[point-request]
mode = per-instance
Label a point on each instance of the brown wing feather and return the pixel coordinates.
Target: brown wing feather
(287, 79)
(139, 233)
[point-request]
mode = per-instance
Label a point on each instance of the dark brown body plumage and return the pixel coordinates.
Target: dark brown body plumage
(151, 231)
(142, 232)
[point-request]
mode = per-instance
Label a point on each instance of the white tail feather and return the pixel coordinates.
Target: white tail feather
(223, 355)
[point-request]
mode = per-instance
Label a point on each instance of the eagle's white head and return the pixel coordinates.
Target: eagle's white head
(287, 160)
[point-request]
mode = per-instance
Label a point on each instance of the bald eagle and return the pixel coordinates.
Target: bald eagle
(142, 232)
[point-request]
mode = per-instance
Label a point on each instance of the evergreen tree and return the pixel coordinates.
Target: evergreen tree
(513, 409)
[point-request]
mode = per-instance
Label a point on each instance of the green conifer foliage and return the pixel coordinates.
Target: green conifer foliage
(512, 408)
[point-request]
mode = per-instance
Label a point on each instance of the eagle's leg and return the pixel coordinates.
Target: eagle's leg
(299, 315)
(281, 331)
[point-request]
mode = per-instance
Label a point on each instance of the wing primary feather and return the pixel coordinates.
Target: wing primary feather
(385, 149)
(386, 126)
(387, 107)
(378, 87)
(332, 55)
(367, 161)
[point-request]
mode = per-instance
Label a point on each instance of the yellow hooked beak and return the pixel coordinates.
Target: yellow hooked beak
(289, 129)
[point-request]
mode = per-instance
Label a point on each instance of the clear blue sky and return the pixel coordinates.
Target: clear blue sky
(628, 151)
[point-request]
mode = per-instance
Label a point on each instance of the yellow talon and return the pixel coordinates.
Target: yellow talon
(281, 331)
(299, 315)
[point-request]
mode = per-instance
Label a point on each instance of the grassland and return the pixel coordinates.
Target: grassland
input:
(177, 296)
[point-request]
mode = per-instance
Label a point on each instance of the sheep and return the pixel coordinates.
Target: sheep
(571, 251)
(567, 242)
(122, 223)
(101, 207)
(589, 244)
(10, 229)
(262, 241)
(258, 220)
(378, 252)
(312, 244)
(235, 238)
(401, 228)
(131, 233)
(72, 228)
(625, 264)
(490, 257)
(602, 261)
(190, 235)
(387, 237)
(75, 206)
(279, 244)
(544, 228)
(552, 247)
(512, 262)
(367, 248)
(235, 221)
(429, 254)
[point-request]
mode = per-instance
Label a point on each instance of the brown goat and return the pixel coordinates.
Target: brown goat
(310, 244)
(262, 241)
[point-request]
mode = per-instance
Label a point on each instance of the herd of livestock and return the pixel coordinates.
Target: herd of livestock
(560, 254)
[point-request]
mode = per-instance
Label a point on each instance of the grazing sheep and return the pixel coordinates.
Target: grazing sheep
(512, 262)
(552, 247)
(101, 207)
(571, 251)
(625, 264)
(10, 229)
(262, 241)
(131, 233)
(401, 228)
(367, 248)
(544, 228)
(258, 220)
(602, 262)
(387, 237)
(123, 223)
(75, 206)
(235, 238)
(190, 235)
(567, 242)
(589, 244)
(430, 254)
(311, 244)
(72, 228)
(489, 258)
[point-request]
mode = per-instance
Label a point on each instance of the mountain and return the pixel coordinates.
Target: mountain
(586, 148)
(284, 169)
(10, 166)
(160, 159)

========================================

→ ACTIVITY
Wherever the word "grassland" appears in the records above, copy that line.

→ THE COMPLETED TASK
Label a point on each instance of the grassland and return the pixel coordinates.
Target: grassland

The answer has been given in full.